● **EXERCISE OBJECTIVE**: Would you give the records below again, exactly and completely?

● **MATERIAL FOR THIS EXERCISE**:
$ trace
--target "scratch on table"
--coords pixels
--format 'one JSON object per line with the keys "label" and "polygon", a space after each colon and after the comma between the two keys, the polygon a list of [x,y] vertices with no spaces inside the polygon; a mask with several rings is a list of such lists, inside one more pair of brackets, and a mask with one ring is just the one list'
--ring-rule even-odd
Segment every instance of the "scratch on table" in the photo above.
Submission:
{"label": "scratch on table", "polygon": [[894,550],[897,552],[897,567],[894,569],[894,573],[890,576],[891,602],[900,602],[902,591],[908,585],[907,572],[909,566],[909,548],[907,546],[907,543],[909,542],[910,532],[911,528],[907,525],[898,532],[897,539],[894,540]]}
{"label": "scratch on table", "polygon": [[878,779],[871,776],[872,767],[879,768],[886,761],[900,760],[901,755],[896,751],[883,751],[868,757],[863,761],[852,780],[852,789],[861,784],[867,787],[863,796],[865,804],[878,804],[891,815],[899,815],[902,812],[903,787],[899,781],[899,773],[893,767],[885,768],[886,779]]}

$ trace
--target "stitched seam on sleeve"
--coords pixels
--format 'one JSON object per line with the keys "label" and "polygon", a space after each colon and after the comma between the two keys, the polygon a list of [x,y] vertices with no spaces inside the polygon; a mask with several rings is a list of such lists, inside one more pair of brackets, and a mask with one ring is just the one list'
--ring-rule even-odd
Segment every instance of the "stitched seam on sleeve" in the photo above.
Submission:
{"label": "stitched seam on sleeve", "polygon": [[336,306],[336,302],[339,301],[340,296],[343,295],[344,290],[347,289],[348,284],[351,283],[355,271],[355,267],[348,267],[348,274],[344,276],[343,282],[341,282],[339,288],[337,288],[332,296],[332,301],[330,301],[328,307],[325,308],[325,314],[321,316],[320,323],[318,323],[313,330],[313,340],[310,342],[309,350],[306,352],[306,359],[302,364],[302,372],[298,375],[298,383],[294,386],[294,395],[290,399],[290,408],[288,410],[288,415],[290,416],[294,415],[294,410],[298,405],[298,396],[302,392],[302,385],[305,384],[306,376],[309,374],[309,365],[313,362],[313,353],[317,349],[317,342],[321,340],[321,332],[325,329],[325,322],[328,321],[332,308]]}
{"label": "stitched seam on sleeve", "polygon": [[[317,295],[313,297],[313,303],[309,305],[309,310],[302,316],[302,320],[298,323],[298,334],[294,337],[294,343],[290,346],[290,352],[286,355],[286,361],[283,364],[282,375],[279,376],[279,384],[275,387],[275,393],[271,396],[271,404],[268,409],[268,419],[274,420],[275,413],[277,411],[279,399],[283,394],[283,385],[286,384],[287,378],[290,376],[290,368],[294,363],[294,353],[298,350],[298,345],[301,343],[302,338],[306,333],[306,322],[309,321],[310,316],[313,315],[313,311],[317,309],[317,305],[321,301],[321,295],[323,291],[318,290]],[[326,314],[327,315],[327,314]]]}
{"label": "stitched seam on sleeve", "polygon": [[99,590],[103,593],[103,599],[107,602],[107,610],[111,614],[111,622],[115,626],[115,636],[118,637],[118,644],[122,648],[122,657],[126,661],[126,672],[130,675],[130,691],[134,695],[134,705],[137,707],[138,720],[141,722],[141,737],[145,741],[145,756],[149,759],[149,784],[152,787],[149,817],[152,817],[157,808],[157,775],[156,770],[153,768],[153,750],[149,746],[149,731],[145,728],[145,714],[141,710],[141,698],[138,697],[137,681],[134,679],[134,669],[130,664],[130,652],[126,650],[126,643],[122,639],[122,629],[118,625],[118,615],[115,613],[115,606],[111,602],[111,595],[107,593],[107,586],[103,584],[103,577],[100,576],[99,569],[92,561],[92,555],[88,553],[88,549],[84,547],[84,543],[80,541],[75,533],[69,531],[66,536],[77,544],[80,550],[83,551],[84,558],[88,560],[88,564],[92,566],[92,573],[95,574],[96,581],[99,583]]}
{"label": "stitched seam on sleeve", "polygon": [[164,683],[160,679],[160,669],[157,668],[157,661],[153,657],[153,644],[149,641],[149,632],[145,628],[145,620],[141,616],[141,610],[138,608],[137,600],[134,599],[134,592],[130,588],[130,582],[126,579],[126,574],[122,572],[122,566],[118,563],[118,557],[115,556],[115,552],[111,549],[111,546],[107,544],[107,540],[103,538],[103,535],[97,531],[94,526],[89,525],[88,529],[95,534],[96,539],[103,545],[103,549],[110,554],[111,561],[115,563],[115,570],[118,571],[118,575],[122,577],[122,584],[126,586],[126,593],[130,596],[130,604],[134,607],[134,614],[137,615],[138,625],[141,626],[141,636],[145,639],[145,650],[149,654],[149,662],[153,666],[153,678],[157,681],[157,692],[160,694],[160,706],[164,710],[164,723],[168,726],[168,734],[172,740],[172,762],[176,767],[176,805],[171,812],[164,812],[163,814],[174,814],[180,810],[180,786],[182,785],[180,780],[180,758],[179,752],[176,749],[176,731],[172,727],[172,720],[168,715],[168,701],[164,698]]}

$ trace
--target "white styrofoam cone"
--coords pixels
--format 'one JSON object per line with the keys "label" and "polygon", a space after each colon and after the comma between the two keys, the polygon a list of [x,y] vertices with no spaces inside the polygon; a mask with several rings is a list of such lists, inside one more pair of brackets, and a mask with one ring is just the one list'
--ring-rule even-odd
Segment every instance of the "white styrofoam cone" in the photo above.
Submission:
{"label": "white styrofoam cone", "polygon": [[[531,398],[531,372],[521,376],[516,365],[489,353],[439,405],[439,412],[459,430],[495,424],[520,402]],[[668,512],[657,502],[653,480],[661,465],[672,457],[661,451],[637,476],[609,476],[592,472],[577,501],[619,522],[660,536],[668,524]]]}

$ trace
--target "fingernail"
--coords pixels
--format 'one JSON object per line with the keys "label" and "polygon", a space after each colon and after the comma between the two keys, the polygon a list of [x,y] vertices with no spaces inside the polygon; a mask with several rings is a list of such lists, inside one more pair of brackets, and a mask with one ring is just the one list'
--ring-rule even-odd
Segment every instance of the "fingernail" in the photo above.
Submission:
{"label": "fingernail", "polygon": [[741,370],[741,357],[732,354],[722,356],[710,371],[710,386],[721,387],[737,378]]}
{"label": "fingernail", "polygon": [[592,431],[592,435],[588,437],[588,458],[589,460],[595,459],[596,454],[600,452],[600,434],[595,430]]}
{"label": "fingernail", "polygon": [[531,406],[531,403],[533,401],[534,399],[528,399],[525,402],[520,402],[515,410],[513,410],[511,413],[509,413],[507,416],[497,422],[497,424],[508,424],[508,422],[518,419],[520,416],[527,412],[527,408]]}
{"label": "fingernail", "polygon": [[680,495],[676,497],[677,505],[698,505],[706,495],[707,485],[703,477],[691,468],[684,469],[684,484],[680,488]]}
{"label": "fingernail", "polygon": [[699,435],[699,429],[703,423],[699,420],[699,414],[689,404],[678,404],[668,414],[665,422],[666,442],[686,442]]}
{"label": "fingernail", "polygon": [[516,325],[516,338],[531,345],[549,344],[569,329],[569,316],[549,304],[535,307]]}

● **TASK RESPONSE**:
$ trace
--target "scratch on table"
--coords pixels
--format 'one JSON object per line with the keys "label" and "polygon", a space after each colon and after the comma between the two keys, the polygon a list of [x,y] vertices with no spaces inside the polygon; a mask with several rings is a list of such lists, inside one more pair of brackets, and a mask with one ring is just the one list'
--ring-rule even-odd
Segment every instance of the "scratch on table" in the photo above.
Submission:
{"label": "scratch on table", "polygon": [[894,550],[897,552],[897,567],[894,569],[894,573],[890,576],[891,602],[900,602],[902,591],[908,585],[907,572],[909,566],[909,548],[907,546],[907,543],[909,542],[910,532],[911,528],[907,525],[898,532],[897,539],[894,540]]}
{"label": "scratch on table", "polygon": [[878,779],[871,776],[872,767],[879,768],[886,761],[900,760],[901,755],[896,751],[883,751],[868,757],[863,761],[852,780],[852,789],[861,784],[867,787],[863,796],[865,804],[878,804],[891,815],[899,815],[902,812],[903,787],[899,781],[899,773],[893,767],[885,768],[886,779]]}

$ trace
--target "stitched seam on sleeve"
--coords pixels
--format 'one JSON object per line with the keys "label" and "polygon", a space after each colon and after the comma between the two keys, the polygon a list of [x,y] vertices with no spaces inside the polygon; a mask with several rings is a list of such lists, inside one more pair of brackets, and a mask with one ring is just the one list'
--ring-rule even-odd
Segment every instance of the "stitched seam on sleeve" in the photo above.
Submission:
{"label": "stitched seam on sleeve", "polygon": [[336,306],[336,302],[339,301],[340,296],[343,295],[344,290],[347,289],[348,284],[351,283],[355,271],[355,267],[348,267],[348,274],[344,276],[343,282],[341,282],[339,288],[337,288],[332,296],[332,301],[330,301],[328,307],[325,308],[325,314],[321,316],[320,323],[318,323],[313,330],[313,340],[310,342],[309,350],[306,352],[306,359],[302,364],[302,372],[298,375],[298,383],[294,386],[294,395],[290,399],[290,408],[288,410],[288,415],[290,416],[294,415],[294,410],[298,405],[298,396],[302,392],[302,385],[305,384],[306,376],[309,374],[309,365],[313,362],[313,353],[317,349],[317,342],[321,340],[321,332],[325,329],[325,322],[328,321],[332,308]]}
{"label": "stitched seam on sleeve", "polygon": [[[317,295],[313,297],[313,303],[309,305],[309,310],[302,316],[302,320],[298,323],[298,334],[294,337],[294,343],[290,346],[290,352],[286,355],[286,361],[283,364],[282,375],[279,376],[279,384],[275,387],[275,393],[271,396],[271,404],[268,409],[268,419],[274,420],[275,413],[277,411],[279,399],[283,394],[283,385],[286,384],[287,378],[290,376],[290,368],[294,363],[294,353],[298,350],[298,345],[301,343],[302,338],[306,333],[306,322],[309,321],[310,316],[313,315],[313,311],[317,309],[317,305],[321,301],[321,295],[323,291],[318,290]],[[326,314],[327,315],[327,314]]]}
{"label": "stitched seam on sleeve", "polygon": [[99,590],[103,593],[103,599],[107,602],[107,610],[111,614],[111,622],[115,626],[115,636],[118,637],[118,644],[122,648],[122,657],[126,661],[126,672],[130,675],[130,691],[134,695],[134,705],[137,707],[138,720],[141,722],[141,737],[145,741],[145,756],[149,759],[149,784],[152,787],[149,817],[152,817],[157,808],[157,775],[156,770],[153,768],[153,750],[149,746],[149,731],[145,728],[145,714],[141,710],[141,698],[138,697],[137,681],[134,679],[134,669],[130,664],[130,652],[126,650],[126,643],[122,639],[122,629],[118,625],[118,615],[115,613],[115,606],[111,602],[111,595],[107,593],[107,586],[103,584],[103,577],[100,576],[99,569],[92,561],[92,555],[88,553],[88,549],[84,547],[84,543],[80,541],[75,533],[69,531],[66,536],[77,544],[80,550],[83,551],[84,558],[88,560],[88,564],[92,566],[92,573],[95,574],[96,581],[99,583]]}
{"label": "stitched seam on sleeve", "polygon": [[164,683],[160,679],[160,669],[157,668],[157,661],[153,657],[153,644],[149,641],[149,632],[145,628],[145,620],[141,616],[141,610],[138,608],[137,600],[134,599],[134,592],[130,588],[130,582],[126,579],[126,574],[122,572],[122,566],[118,563],[118,557],[115,556],[115,552],[111,549],[111,546],[107,544],[107,540],[103,538],[103,535],[97,531],[94,526],[89,525],[88,529],[95,534],[96,539],[103,545],[103,549],[110,554],[111,561],[115,563],[115,570],[118,571],[118,575],[122,577],[122,584],[126,586],[126,593],[130,596],[130,604],[134,607],[134,614],[137,615],[138,625],[141,626],[141,636],[145,639],[145,650],[149,654],[149,662],[153,666],[153,678],[157,681],[157,692],[160,694],[160,706],[164,710],[164,723],[168,726],[168,734],[172,740],[172,762],[176,767],[176,805],[171,812],[164,812],[163,814],[174,814],[180,810],[180,786],[182,785],[180,780],[180,758],[179,752],[176,749],[176,731],[172,727],[172,720],[168,715],[168,701],[164,698]]}

$ trace
--target "white styrofoam cone"
--coords pixels
--format 'one JSON object per line with the keys "label" and "polygon", a space after each colon and after the comma between the two keys, the polygon a list of [x,y] vertices with no spaces inside the polygon; a mask with several rings is a list of such lists, inside one more pair of brackets, and a mask with one ring is just the one list'
--ring-rule even-odd
Segment every instance of the "white styrofoam cone" in the photo above.
Submission:
{"label": "white styrofoam cone", "polygon": [[[531,398],[531,372],[521,376],[516,365],[489,353],[439,405],[439,412],[459,430],[495,424],[520,402]],[[668,512],[657,502],[653,480],[661,465],[672,457],[661,451],[637,476],[609,476],[592,472],[577,501],[619,522],[660,536],[668,524]]]}

$ trace
--target "fingernail"
--coords pixels
--format 'one JSON object per line with the keys "label" and "polygon", a space after each colon and after the comma between the two keys, the polygon a list of [x,y] vertices with no spaces inside the polygon; a mask with several rings is a list of such lists, inside one more pair of brackets, and a mask with one ring is just the one list'
--ring-rule even-odd
Segment every instance of the "fingernail" in the photo above.
Submission:
{"label": "fingernail", "polygon": [[741,370],[741,357],[732,354],[722,356],[710,371],[710,386],[721,387],[737,378]]}
{"label": "fingernail", "polygon": [[592,431],[592,435],[588,437],[588,458],[589,460],[595,459],[596,454],[600,452],[600,434],[595,430]]}
{"label": "fingernail", "polygon": [[531,406],[531,403],[533,401],[534,399],[528,399],[525,402],[520,402],[515,410],[513,410],[511,413],[509,413],[507,416],[497,422],[497,424],[508,424],[508,422],[518,419],[520,416],[527,412],[527,408]]}
{"label": "fingernail", "polygon": [[680,495],[676,497],[677,505],[698,505],[706,495],[707,485],[703,477],[691,468],[684,469],[684,484],[680,488]]}
{"label": "fingernail", "polygon": [[699,435],[699,429],[703,423],[699,420],[699,414],[689,404],[678,404],[668,414],[665,422],[666,442],[686,442]]}
{"label": "fingernail", "polygon": [[516,325],[516,338],[531,345],[549,344],[569,329],[569,316],[549,304],[535,307]]}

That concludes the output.